#### [WORK REQUIRED]
Select and copy every line of the records below that contains the string "sleeper".

#### [GIVEN DATA]
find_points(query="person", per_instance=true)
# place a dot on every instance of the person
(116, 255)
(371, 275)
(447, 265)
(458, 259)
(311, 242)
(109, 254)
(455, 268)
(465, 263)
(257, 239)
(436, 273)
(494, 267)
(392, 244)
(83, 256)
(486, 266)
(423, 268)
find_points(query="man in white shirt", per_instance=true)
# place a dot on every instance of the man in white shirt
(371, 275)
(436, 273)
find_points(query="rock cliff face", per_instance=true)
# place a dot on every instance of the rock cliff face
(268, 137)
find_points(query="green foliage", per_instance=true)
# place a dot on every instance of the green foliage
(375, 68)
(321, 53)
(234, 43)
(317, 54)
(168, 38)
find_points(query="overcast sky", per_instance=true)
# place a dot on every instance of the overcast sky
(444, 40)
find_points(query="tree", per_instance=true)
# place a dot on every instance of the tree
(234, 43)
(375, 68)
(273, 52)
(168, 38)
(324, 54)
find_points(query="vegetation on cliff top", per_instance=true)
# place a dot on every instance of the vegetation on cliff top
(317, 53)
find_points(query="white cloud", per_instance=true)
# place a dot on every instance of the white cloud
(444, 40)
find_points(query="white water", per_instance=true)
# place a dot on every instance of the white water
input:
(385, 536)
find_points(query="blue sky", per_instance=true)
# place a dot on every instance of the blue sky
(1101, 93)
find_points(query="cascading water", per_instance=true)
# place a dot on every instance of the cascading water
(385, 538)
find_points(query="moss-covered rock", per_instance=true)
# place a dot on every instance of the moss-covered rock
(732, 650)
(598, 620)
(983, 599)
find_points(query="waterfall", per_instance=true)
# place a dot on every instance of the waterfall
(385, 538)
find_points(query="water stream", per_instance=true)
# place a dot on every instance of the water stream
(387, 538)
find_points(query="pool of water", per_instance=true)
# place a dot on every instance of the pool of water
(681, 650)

...

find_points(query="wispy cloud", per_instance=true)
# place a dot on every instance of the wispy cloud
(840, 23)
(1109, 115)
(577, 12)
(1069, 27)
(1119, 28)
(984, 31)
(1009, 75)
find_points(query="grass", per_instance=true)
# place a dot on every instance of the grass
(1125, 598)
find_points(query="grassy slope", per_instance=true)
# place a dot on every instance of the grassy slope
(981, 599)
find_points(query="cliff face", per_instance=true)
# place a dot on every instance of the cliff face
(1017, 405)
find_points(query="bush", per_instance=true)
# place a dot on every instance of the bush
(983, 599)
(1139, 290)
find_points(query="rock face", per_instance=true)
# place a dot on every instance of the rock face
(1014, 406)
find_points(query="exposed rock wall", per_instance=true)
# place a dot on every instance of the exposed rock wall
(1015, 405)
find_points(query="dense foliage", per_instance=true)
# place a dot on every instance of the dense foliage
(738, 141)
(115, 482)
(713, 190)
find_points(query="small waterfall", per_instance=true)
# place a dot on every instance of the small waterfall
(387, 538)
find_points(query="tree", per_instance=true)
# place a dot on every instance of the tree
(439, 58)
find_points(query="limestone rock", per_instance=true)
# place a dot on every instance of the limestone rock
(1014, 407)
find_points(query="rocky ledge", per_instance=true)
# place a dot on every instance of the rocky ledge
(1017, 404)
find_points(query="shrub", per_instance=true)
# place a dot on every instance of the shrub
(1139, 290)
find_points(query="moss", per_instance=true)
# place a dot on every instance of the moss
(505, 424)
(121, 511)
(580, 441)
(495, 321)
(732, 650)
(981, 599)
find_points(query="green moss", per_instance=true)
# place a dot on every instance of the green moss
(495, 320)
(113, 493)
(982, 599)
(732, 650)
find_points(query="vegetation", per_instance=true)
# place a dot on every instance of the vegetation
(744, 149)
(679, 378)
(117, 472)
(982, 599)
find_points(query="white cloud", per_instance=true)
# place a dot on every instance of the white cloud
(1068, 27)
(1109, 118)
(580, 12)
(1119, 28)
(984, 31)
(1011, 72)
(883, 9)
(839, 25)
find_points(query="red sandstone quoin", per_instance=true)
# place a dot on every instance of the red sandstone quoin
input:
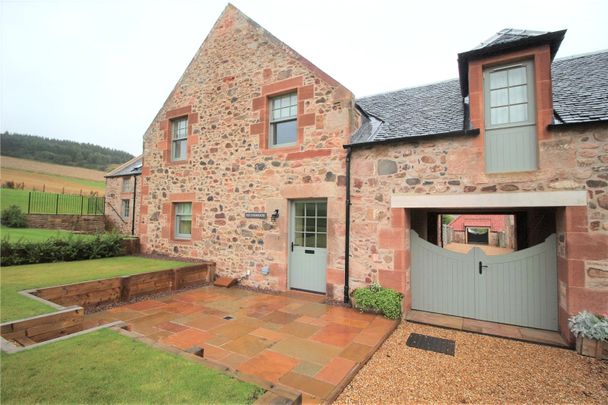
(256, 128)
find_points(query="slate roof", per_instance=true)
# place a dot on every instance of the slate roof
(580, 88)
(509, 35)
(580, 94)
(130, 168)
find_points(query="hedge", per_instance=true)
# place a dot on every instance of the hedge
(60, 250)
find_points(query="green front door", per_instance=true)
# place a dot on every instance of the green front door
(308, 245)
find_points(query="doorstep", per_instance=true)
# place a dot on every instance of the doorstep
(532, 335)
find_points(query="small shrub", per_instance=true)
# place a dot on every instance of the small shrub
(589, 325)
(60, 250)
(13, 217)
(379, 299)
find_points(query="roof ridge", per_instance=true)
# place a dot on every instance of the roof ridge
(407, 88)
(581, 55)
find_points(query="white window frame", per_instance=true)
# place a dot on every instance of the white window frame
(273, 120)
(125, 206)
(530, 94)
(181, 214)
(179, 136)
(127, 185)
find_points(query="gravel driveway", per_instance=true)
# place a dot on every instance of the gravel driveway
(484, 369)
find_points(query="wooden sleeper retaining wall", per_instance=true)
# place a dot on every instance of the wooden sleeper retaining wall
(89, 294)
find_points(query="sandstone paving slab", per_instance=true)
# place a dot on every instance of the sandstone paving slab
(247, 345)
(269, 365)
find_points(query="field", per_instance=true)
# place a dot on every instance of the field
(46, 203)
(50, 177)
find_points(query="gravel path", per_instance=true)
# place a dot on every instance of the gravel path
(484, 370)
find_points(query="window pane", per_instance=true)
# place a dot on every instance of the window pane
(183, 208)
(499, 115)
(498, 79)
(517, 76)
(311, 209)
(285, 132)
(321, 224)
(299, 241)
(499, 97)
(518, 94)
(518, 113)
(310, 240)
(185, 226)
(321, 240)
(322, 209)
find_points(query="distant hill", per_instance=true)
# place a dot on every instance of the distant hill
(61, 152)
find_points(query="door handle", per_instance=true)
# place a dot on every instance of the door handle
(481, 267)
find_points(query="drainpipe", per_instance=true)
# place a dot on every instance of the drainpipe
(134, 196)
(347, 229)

#### [EXERCISE SOLUTION]
find_points(query="wooden sleeper retaining wall", per_instance=true)
# place a dot on every instance of the wooden sleeper retaining wall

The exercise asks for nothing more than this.